TO DO: Reproduce the data exactly, leaving nothing out.

Referring expression data:
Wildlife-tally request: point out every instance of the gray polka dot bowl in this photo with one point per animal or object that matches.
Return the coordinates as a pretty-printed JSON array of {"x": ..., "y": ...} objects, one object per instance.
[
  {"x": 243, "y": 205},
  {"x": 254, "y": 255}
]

EXERCISE RESULT:
Wildlife-tally request: point out every instance of the gray polka dot bowl in this photo with one point per animal or object that matches.
Return the coordinates as a pretty-printed JSON array of {"x": ..., "y": ...} objects, one object per instance.
[
  {"x": 243, "y": 205},
  {"x": 254, "y": 255}
]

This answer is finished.